Extracted text:
● ● ●

UK LINK TO NUCLEAR TRADE WITH IRAN
Observer: Serious allegations have been hurled at The Observer since a story appeared on the front page last week headlined 'MI6 probes UK link to nuclear trade with Iran'. The paper has been flooded with emails, accusing it of, for instance, printing 'distortions' against Iran 'similar to the reports in 2003 that paved the way to the bloodbath in Iraq - nearly all of which are now discredited'.
Last week's story alleged that a British company had been caught in an apparent attempt to sell black-market weapons-grade uranium to Iran. It said that the Secret Services and Customs and Excise had spent the past 20 months tracking a group of Britons as they obtained uranium from Russia which, they maintain, was destined for Iran, via Sudan.
The story reported that a British company allegedly involved in the illicit uranium sale had been closed down and a man charged. It added that investigators believed a wider plot had been uncovered, offering the first proof that al-Qaeda supporters had been actively engaged in developing an atomic capability.
The Campaign against Sanctions and Military Intervention in Iran - among others - wrote to protest that The Observer had started with an incriminating headline and first paragraph 'totally unsupported in the body of the article', and had produced irresponsible journalism 'to be used by the warmongers in their attempts to soften up public opinion for an attack on Iran'.
That is a serious charge, so I spoke to the reporter who wrote the piece. He explained that he first came across the story in May last year, when disturbing evidence was offered to Parliament's Quadripartite Committee, which monitors arms exports. Investigations were at a crucial stage and running the story then, he said, could have wrecked the case.

● ● ●

Exercise prompt: Continue the article about complaints over The Observer's story on a British link to uranium trade with Iran, beginning after its final sentence. The lines after this point bear no relation to the article about The Observer's Iran uranium story.

● ● ●

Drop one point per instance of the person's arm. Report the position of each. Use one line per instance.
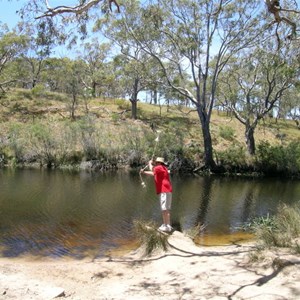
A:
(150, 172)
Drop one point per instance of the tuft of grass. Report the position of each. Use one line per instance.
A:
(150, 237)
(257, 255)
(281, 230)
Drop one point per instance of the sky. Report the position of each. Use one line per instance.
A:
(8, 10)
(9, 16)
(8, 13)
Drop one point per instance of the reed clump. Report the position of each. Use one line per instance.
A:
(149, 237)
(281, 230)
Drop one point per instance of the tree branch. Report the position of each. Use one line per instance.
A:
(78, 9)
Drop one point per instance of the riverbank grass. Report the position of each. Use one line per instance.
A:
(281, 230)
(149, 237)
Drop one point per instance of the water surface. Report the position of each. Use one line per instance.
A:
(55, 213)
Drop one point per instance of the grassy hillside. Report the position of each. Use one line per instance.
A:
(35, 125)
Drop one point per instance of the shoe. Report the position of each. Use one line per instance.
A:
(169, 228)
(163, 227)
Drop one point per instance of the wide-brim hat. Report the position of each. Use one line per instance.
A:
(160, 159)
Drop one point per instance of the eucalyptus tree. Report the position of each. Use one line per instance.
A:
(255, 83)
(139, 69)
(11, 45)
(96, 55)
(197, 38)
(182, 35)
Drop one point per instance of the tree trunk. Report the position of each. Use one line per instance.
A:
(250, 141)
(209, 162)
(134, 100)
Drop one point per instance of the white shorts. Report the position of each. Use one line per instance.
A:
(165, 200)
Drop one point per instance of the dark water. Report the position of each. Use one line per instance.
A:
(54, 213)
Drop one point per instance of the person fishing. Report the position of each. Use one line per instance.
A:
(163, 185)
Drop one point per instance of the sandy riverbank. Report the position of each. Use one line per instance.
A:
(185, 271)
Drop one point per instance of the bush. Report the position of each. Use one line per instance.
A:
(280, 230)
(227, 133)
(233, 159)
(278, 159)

● ● ●

Response to the exercise:
'We had the name of the company and the name of an individual being investigated [both of which have been divulged to me], but we could not publish those without prejudicing the investigation.
'Despite this being manifestly in the public interest, we held off for a year until we knew last week that the man in question had been charged. That, of course, brings its own problems because so much then becomes sub judice, but we felt this was the responsible way to report this.'
Some protesters saw the article as an example of an officially 'planted' story, but our reporter vehemently denies this. 'I spent 12 months carefully monitoring the progress of the investigation with many sources,' he said.
'European intelligence assessments have established that Russian uranium is finding its way to Iran via Sudan. But there is no firm evidence at this stage that the Tehran and Khartoum governments were involved in this alledged plot, and I was careful to distance them from it.'
So, even when newspapers have well-sourced information at their fingertips there are legal constraints to what they can report, and consequently- as in this case - they can be unfairly vilified.